8 oktober 2015
Met ingang van 1 juli 2011 is de Algemene Wet inzake Rijksbelastingen gewijzigd. De wijzigingen hebben betrekking op de rechtsbescherming van belastingplichtigen in relatie tot de administratie- en informatieplicht en controlehandelingen van de Belastingdienst. Bij deze wijziging is de zogenaamde informatiebeschikking ingevoerd. Dat is een beschikking waarmee de inspecteur vaststelt dat niet of niet volledig aan de informatie- of administratieverplichtingen is voldaan. De informatiebeschikking is voor bezwaar vatbaar. Sinds de wetswijziging is voor omkering en verzwaring van de bewijslast nodig dat de vereiste aangifte niet is gedaan of dat er een onherroepelijk geworden informatiebeschikking is. Er is geen overgangsrecht getroffen. Dat betekent dat voor iedere uitspraak op bezwaar die is gedaan vanaf 1 juli 2011 geldt dat aan een van beide voorwaarden moet zijn voldaan wil de sanctie van omkering en verzwaring van de bewijslast kunnen worden toegepast. Niet van belang is of de belastingaanslag voor 1 juli 2011 is opgelegd.

= Aangeleverde regels =
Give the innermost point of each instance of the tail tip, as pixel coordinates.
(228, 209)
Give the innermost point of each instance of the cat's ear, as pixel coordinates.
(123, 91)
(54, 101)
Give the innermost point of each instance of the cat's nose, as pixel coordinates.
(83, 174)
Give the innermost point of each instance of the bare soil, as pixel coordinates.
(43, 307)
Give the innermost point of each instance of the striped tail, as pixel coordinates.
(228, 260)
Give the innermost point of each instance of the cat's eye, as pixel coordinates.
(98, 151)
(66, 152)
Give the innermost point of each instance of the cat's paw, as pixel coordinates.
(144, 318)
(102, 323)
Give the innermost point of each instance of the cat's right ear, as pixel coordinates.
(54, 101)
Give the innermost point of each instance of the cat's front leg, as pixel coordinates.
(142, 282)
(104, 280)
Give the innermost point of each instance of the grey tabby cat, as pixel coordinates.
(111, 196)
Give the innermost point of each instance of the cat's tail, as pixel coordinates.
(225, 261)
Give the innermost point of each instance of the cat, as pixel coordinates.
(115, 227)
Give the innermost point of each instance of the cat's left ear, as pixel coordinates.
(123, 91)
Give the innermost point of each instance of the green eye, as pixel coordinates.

...

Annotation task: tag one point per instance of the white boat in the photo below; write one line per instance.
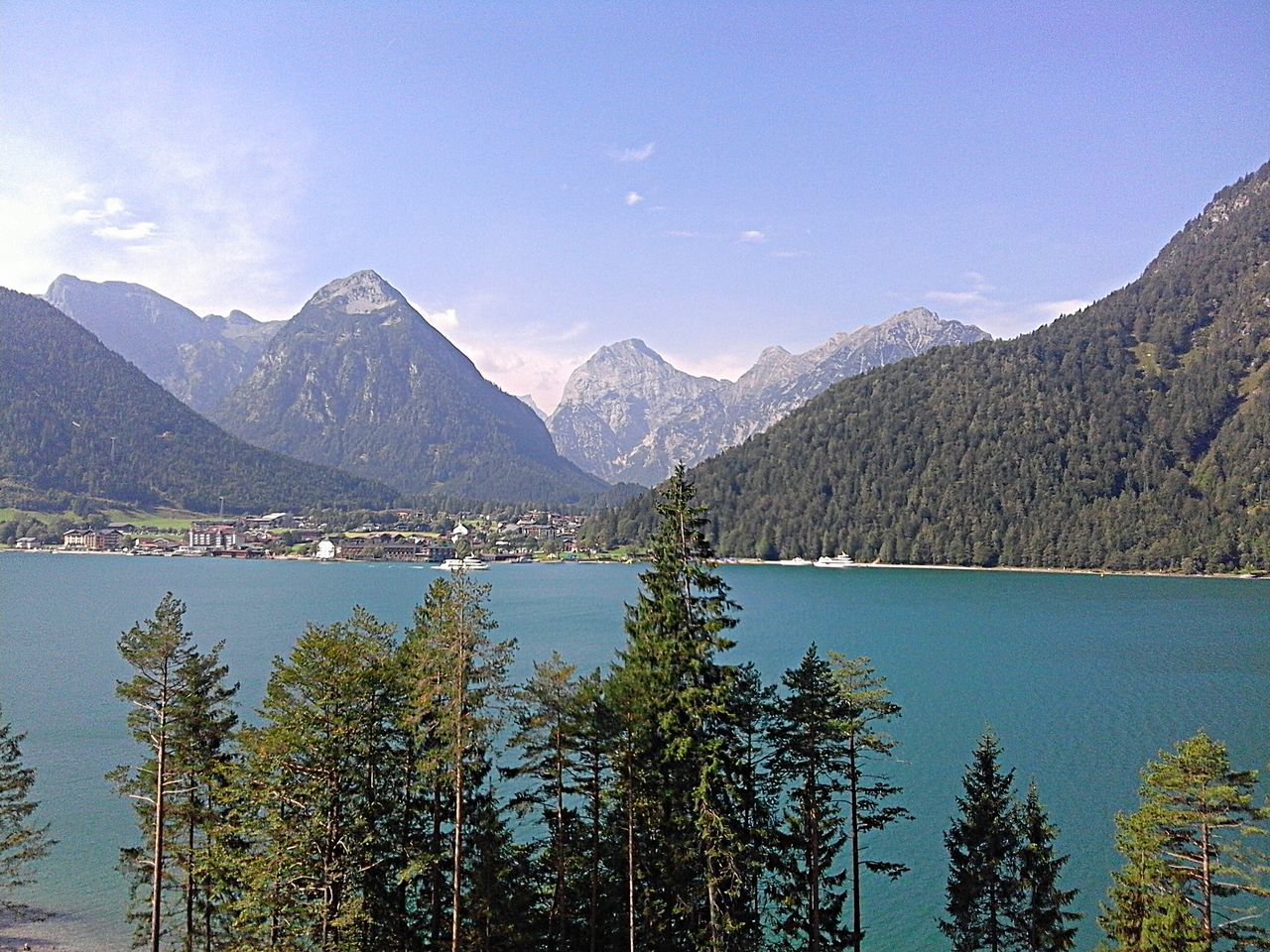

= Werkopdracht =
Beantwoord met de tekst over de informatiebeschikking de vragen hieronder en nummer de antwoorden op dezelfde manier.
1. Met ingang van welke datum is de Algemene Wet inzake Rijksbelastingen gewijzigd?
2. Wat stelt de inspecteur vast met een informatiebeschikking?
3. Is er overgangsrecht getroffen?

= Resultaat oefening =
1. Met ingang van 1 juli 2011.
2. Dat niet of niet volledig aan de informatie- of administratieverplichtingen is voldaan.
3. Nee, er is geen overgangsrecht getroffen.